=== Begin Enclosure ===

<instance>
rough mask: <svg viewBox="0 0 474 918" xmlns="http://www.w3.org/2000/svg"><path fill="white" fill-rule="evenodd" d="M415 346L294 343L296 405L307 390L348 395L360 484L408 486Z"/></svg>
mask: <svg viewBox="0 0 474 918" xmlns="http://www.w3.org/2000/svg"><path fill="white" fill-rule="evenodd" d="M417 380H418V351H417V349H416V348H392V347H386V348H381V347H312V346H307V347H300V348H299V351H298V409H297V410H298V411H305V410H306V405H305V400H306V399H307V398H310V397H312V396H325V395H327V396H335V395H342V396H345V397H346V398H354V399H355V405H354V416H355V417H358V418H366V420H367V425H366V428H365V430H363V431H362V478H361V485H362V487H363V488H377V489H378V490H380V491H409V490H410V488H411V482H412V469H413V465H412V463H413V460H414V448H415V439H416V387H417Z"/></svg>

=== End Enclosure ===
=== Begin Enclosure ===

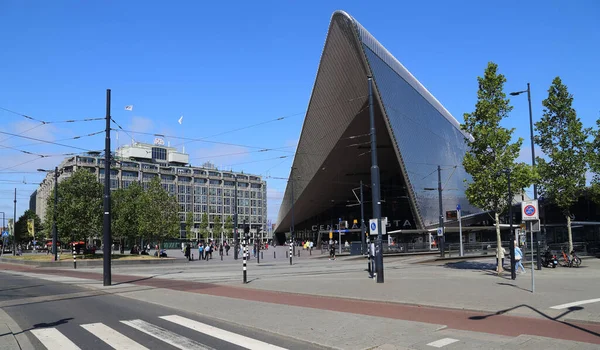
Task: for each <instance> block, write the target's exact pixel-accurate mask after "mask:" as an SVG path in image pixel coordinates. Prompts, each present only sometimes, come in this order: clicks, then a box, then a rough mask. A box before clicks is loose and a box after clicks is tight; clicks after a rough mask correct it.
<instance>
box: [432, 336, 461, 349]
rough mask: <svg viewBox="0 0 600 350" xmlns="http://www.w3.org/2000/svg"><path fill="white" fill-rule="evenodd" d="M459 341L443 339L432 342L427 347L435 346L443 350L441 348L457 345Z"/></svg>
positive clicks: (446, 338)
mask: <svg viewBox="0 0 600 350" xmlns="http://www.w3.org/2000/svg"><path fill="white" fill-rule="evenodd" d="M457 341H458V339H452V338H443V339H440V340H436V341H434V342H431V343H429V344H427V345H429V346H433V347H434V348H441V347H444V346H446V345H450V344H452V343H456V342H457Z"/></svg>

=== End Enclosure ===

* What you should do:
Turn the material from the line containing "Task: for each" up to and including the line containing "positive clicks: (446, 338)" into a JSON list of strings, one string per line. Leave out any blank lines.

* Finished task:
[
  "Task: for each <instance> block, write the target's exact pixel-accurate mask after \"mask:\" as an SVG path in image pixel coordinates. Prompts, each present only sometimes, come in this order: clicks, then a box, then a rough mask. A box before clicks is loose and a box after clicks is tight; clicks after a rough mask correct it.",
  "<instance>",
  "box: [432, 336, 461, 349]",
  "rough mask: <svg viewBox=\"0 0 600 350\" xmlns=\"http://www.w3.org/2000/svg\"><path fill=\"white\" fill-rule=\"evenodd\" d=\"M459 341L443 339L432 342L427 347L435 346L443 350L441 348L457 345Z\"/></svg>",
  "positive clicks: (446, 338)"
]